Referring expression data

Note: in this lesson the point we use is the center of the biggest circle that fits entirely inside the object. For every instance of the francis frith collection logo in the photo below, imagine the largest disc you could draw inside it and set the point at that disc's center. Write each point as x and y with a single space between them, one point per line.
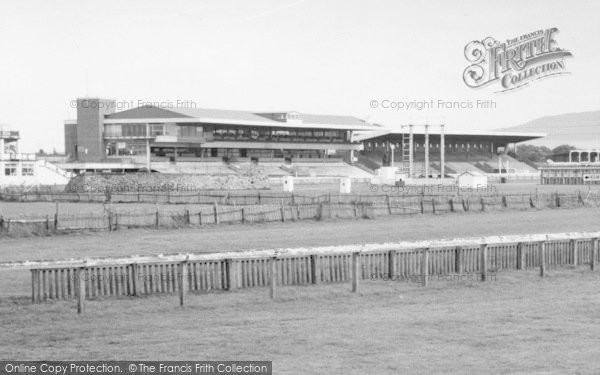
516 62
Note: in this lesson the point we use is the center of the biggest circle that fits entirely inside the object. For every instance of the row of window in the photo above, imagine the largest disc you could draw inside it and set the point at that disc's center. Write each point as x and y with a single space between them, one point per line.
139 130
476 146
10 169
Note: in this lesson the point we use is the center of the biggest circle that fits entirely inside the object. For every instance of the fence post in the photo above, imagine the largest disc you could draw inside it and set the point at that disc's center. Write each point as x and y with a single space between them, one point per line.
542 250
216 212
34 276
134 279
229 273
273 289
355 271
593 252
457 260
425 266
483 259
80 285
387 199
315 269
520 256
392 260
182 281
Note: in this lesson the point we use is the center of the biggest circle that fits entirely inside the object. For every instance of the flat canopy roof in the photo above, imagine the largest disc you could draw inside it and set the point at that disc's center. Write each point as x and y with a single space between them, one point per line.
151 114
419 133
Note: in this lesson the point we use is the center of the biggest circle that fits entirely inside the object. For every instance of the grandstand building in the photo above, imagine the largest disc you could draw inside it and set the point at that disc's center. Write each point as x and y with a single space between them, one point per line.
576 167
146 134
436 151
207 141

--

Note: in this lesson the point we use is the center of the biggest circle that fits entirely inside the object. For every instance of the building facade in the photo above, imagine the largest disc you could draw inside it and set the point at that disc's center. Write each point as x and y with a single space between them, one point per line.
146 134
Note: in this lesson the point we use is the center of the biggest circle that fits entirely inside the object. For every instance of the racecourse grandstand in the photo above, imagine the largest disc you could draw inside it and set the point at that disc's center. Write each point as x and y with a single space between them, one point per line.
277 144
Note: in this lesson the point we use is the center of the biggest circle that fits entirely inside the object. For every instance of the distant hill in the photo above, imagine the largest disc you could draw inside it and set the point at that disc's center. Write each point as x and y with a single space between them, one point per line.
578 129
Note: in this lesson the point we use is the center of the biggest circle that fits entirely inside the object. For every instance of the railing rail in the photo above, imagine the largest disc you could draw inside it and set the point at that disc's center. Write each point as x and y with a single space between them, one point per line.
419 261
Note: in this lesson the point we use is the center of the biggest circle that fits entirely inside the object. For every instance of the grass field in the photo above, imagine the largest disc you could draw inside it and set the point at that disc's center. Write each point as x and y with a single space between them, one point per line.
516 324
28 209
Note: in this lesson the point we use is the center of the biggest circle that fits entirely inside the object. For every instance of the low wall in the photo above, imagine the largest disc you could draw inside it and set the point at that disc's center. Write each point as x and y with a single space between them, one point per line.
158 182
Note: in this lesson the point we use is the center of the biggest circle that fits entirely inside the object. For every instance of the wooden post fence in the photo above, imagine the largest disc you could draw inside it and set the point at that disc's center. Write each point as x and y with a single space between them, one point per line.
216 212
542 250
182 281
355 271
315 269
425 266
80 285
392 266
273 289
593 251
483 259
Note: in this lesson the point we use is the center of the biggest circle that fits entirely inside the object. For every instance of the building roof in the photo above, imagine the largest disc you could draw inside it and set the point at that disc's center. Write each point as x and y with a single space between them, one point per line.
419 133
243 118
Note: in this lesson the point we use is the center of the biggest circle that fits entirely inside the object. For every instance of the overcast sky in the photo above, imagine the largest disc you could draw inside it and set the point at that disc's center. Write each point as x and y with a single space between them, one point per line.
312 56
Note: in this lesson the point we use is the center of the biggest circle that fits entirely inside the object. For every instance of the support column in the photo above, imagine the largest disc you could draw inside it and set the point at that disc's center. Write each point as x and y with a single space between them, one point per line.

TASK STATEMENT - The range runs from the line above containing "of the overcast" to the line containing "of the support", inclusive. Restate those lines word for word and no others.

RESULT OF THIS TASK -
Note: in this lesson the point we use is the center of the biggest circle that fits entirely inside the object. For every instance of the overcast sky in the photo above, imagine the largest disc you could draw inside it and set the point at that disc's center. Write each point as x and y with a single space between them, one point per line.
312 56
Note: in this lesson the point we use is the center of the biggest circle that fits entirely inside the object. For every instance of the support column in the photo above, imagine the largest disc you could draw inside it and set the point at that disc's center. Write each point as x and y with a single space between them, one point per line.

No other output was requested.